Could you format the entries below as a JSON list of strings, with one string per line and any blank lines left out?

────────────────

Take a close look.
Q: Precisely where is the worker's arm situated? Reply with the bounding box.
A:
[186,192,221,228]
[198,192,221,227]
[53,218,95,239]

────────────────

■ Correct result ■
[
  "Take a close look.",
  "Q: Precisely where is the worker's arm situated? Reply with the bounding box.",
  "A:",
  "[186,192,221,228]",
  "[198,192,221,227]",
  "[53,218,95,239]"
]